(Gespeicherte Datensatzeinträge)
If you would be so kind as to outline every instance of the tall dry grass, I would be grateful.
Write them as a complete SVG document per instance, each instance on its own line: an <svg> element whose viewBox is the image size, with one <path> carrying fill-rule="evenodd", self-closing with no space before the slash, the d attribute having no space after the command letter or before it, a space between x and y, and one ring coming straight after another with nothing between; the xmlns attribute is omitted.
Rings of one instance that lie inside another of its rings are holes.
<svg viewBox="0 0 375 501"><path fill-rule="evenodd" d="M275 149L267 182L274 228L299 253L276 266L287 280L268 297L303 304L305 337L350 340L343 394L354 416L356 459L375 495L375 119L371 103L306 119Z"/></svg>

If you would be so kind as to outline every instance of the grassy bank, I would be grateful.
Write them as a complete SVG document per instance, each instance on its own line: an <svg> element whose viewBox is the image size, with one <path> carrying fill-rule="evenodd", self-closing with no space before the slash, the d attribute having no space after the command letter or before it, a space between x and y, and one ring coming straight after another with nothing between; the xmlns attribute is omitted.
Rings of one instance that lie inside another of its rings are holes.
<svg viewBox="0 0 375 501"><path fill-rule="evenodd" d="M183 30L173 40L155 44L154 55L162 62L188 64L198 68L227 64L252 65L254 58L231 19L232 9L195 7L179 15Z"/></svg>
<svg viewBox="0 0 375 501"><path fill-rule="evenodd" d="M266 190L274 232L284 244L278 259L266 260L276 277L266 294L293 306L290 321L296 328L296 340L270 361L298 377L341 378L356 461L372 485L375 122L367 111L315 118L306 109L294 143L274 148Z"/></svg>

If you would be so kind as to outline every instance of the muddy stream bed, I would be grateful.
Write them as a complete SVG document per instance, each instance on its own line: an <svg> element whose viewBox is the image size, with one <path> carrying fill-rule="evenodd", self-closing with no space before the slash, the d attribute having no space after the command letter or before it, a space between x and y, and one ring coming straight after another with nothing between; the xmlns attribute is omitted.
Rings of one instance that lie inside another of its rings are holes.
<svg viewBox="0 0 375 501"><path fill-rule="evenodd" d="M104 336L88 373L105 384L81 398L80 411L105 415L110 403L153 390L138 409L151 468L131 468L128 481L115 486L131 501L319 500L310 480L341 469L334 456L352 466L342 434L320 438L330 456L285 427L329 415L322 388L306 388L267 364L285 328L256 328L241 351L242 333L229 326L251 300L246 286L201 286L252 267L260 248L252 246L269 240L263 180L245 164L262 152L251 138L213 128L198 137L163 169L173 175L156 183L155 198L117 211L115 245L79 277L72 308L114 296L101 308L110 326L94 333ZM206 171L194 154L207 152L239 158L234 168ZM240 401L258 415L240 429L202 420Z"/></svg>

> _Aufgabe_:
Schreibe die Zeilen vom Beginn der Daten oben bis einschließlich der Zeile mit "149L267 182L274 228L299" unverändert ab und gib nichts weiter aus.

> _Korrekte Antwort_:
If you would be so kind as to outline every instance of the tall dry grass, I would be grateful.
Write them as a complete SVG document per instance, each instance on its own line: an <svg> element whose viewBox is the image size, with one <path> carrying fill-rule="evenodd", self-closing with no space before the slash, the d attribute having no space after the command letter or before it, a space between x and y, and one ring coming straight after another with nothing between; the xmlns attribute is omitted.
Rings of one instance that lie inside another of its rings are holes.
<svg viewBox="0 0 375 501"><path fill-rule="evenodd" d="M275 149L267 182L274 228L299 253L276 266L287 280L268 297L303 304L305 337L350 340L343 394L354 416L356 459L375 495L375 119L371 103L306 119Z"/></svg>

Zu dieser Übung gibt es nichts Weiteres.